INFORMATION below:

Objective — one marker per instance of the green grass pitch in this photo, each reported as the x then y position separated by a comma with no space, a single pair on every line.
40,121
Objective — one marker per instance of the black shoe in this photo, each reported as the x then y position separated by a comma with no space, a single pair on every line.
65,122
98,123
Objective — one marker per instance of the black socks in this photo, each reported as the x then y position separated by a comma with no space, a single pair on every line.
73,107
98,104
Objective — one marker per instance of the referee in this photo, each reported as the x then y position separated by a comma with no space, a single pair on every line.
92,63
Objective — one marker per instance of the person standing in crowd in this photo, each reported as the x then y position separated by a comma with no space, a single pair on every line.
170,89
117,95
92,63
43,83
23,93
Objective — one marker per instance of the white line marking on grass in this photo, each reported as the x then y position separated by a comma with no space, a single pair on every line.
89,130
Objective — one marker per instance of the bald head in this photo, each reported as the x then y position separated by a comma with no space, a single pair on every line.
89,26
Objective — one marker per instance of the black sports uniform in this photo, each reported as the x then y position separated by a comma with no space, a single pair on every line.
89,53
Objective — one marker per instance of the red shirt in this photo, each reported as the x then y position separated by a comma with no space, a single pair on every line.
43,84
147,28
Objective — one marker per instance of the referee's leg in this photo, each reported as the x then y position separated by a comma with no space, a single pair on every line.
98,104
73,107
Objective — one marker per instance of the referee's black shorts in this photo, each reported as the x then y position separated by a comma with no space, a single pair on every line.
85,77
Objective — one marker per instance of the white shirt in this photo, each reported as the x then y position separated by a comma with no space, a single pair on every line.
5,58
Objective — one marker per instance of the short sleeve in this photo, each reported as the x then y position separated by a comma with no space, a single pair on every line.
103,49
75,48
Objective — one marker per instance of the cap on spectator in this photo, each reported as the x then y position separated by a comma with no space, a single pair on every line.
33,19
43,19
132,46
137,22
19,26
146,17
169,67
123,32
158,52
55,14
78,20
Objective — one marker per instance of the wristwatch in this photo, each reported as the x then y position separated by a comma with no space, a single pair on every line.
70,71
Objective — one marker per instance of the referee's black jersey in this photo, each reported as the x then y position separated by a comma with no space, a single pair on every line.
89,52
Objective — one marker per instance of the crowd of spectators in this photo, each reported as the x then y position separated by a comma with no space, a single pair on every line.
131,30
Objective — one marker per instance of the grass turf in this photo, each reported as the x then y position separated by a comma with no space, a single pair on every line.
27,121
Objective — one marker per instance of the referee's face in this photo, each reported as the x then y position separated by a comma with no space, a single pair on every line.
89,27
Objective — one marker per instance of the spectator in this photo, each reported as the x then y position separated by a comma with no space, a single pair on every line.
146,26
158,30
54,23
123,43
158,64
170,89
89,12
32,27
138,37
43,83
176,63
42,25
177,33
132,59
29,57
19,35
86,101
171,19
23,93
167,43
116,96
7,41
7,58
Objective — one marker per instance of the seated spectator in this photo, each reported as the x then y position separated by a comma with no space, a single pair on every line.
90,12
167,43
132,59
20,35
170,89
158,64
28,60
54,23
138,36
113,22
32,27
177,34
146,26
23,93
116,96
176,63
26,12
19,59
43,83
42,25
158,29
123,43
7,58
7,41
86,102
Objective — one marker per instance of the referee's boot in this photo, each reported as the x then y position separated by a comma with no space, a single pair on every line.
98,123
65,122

End of INFORMATION.
INFORMATION below:

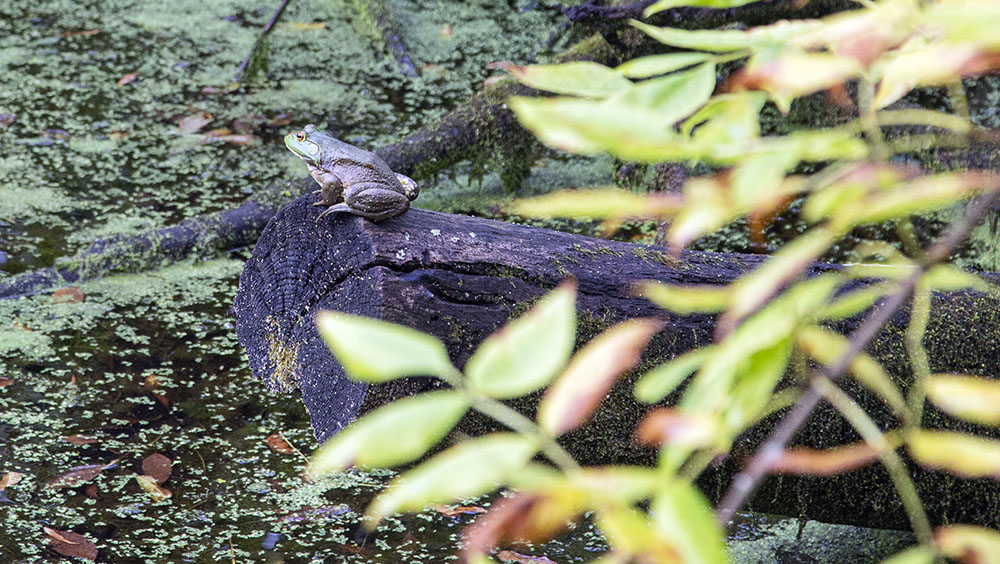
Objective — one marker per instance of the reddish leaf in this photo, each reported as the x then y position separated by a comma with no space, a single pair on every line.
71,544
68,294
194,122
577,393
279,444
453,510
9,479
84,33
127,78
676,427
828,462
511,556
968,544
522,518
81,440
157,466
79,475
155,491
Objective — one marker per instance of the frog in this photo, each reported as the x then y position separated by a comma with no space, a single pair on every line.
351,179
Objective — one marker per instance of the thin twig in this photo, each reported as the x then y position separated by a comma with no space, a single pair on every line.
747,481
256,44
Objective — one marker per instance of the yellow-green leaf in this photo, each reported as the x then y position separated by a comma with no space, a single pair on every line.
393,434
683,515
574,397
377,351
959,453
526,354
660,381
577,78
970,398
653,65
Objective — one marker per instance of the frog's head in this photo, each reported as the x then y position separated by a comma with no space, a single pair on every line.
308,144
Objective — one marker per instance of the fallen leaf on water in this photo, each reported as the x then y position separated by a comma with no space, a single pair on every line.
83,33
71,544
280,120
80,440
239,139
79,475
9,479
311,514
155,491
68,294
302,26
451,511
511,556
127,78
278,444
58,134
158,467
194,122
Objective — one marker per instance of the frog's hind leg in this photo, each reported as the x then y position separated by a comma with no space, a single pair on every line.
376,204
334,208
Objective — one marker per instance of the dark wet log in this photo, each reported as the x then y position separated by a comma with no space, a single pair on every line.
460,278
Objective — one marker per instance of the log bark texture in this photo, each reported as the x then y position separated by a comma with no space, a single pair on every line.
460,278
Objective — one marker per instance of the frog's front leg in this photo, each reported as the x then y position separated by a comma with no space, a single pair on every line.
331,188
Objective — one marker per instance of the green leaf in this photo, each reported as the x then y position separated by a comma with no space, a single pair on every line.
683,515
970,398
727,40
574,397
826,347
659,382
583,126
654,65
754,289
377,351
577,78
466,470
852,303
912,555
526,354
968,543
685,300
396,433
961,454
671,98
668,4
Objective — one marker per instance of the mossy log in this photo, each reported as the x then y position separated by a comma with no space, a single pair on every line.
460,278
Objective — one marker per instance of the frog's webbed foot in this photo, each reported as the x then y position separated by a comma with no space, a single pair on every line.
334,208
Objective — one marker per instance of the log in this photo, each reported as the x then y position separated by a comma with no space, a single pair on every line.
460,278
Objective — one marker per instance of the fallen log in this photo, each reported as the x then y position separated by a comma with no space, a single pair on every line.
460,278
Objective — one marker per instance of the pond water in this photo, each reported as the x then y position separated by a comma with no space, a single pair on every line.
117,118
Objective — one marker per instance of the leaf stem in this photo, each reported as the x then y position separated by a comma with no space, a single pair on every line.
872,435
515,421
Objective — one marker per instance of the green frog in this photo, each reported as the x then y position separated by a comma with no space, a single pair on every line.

End of INFORMATION.

PROBLEM DETAILS: Among the lines above, repeat exactly those from the line with "Objective — one marker per instance of the pond" to the line with "Objective — one marker per instance of the green frog", counting both ends.

WRITTEN ANSWER:
Objective — one marker per instance of the pond water in this photo, each reported as the x then y position separated by a comma with no space, a single pair on every line.
117,118
Objective — one marker per instance of the leaf stem in this photo, each reported as the x then y position separated by a comma with no space, a single pair on every line.
872,435
515,421
Objective — one marker per instance of the green frog in this photo, each reported as the x then y position separated by a comma with no space, a single pair on every line.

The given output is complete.